GIVEN DATA »
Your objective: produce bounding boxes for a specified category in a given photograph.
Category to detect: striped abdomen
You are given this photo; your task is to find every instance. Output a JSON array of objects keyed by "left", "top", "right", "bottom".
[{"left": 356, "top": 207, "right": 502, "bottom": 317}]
--
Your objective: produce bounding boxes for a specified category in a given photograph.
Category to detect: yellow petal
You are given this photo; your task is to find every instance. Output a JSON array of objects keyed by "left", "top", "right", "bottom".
--
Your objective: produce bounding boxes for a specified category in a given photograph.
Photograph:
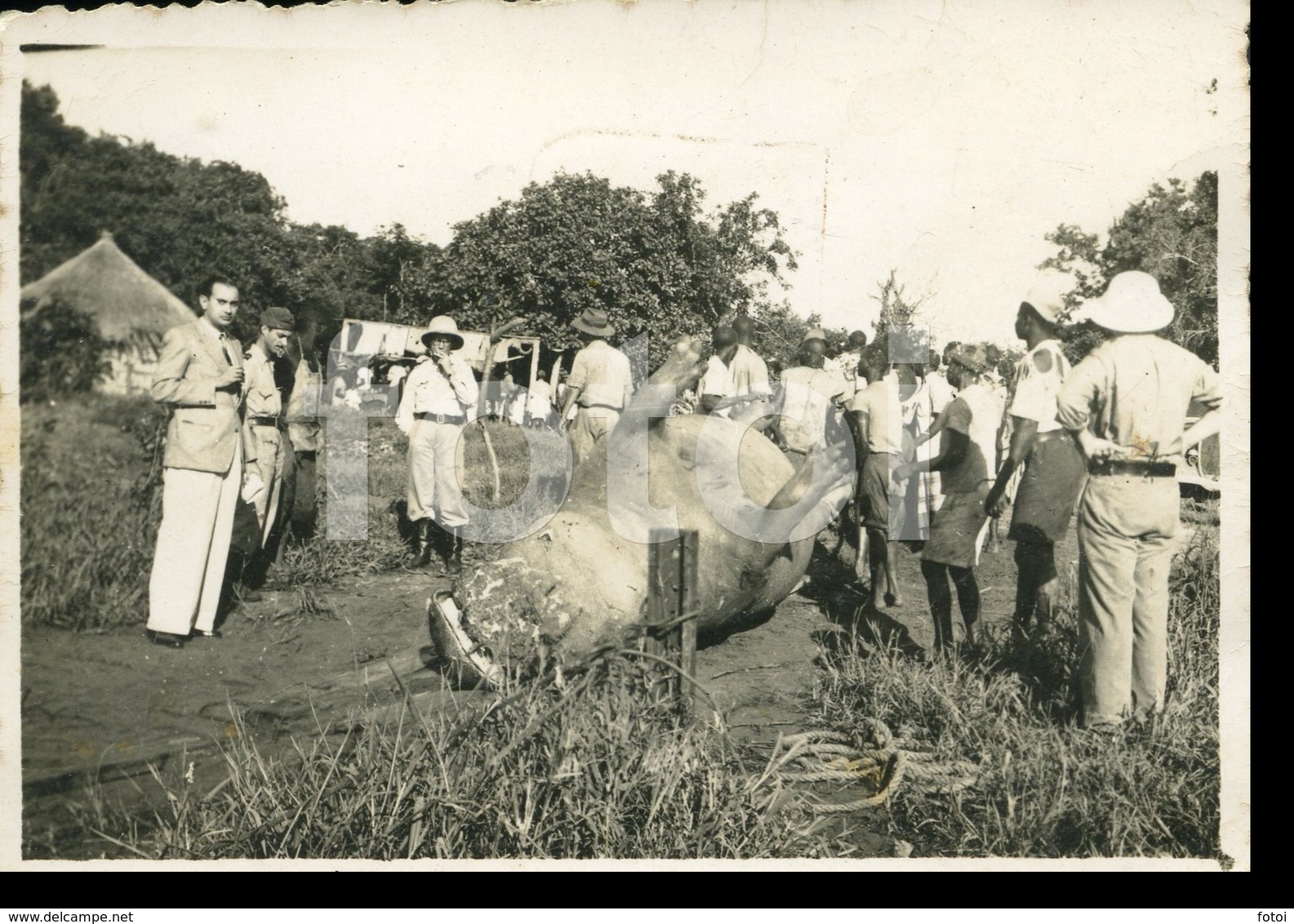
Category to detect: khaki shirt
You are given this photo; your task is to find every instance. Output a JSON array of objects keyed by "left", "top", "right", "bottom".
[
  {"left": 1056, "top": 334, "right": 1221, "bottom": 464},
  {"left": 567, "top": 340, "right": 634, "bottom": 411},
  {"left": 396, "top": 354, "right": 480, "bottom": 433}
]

WHAT THIS TASK INVOLVES »
Which lines in the records above contain the string "left"? Collect each of them and copy it in full.

EXPECTED OUTPUT »
You are given this photo; your task is to find every instance. Output a JSON array of objects keyed by "left", "top", "right", "bottom".
[{"left": 356, "top": 207, "right": 502, "bottom": 317}]
You are given this photo; your task is to find every instance. Output a JSON array of objects keyed by "left", "top", "right", "bottom".
You are given this photo; your task is to find every instance. Output a JSON array of objects keyed by "left", "top", "right", "bottom".
  {"left": 1056, "top": 334, "right": 1221, "bottom": 464},
  {"left": 567, "top": 340, "right": 634, "bottom": 411},
  {"left": 396, "top": 354, "right": 480, "bottom": 433}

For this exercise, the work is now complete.